Every line in the data below that holds "rough" should be found and copied.
=-=-=-=-=
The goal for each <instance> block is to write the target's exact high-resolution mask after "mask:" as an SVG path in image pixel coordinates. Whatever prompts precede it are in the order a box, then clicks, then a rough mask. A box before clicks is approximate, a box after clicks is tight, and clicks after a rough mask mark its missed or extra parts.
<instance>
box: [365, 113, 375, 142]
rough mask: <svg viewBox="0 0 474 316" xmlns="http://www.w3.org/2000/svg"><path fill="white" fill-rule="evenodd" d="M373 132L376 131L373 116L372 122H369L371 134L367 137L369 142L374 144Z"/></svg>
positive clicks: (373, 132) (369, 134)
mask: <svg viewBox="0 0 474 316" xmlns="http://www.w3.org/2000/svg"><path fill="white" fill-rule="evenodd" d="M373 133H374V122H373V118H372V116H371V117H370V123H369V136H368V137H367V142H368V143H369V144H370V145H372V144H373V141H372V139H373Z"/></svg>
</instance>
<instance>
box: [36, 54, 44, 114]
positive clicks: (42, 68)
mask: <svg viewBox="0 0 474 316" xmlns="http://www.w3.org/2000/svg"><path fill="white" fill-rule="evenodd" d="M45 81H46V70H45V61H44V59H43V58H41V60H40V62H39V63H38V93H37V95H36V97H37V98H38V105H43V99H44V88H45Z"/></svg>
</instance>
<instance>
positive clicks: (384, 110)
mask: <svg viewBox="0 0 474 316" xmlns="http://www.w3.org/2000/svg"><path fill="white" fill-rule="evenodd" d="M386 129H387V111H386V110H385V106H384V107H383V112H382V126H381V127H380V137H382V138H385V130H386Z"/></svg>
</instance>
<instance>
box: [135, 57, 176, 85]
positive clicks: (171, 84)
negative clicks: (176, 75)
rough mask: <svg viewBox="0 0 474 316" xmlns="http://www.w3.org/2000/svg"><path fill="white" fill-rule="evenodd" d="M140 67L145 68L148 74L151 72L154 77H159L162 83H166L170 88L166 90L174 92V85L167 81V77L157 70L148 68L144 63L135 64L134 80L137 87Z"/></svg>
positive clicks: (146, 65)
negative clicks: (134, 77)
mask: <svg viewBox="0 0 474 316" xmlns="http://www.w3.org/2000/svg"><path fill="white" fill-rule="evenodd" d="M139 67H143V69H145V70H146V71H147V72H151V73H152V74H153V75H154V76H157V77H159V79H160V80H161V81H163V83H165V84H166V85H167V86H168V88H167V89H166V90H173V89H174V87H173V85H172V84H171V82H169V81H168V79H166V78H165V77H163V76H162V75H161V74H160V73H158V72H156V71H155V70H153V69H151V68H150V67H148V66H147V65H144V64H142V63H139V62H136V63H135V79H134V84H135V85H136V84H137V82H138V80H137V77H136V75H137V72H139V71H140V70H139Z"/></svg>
=-=-=-=-=
- The answer
The goal for each <instance> block is to write the target's exact high-resolution mask after "mask:" as an SVG path in image pixel coordinates. Whatever prompts precede it are in the order a box, then clicks, then a rough mask. A box before clicks is approximate, a box after clicks is tight, and clicks after a rough mask mark its missed or extra parts.
rough mask: <svg viewBox="0 0 474 316" xmlns="http://www.w3.org/2000/svg"><path fill="white" fill-rule="evenodd" d="M373 132L376 131L373 116L372 122H369L371 134L367 137L369 142L374 144Z"/></svg>
rough mask: <svg viewBox="0 0 474 316" xmlns="http://www.w3.org/2000/svg"><path fill="white" fill-rule="evenodd" d="M140 67L145 68L148 74L151 72L154 77H159L162 83H166L170 88L166 90L174 92V85L167 81V77L157 70L148 68L144 63L135 64L134 80L137 87Z"/></svg>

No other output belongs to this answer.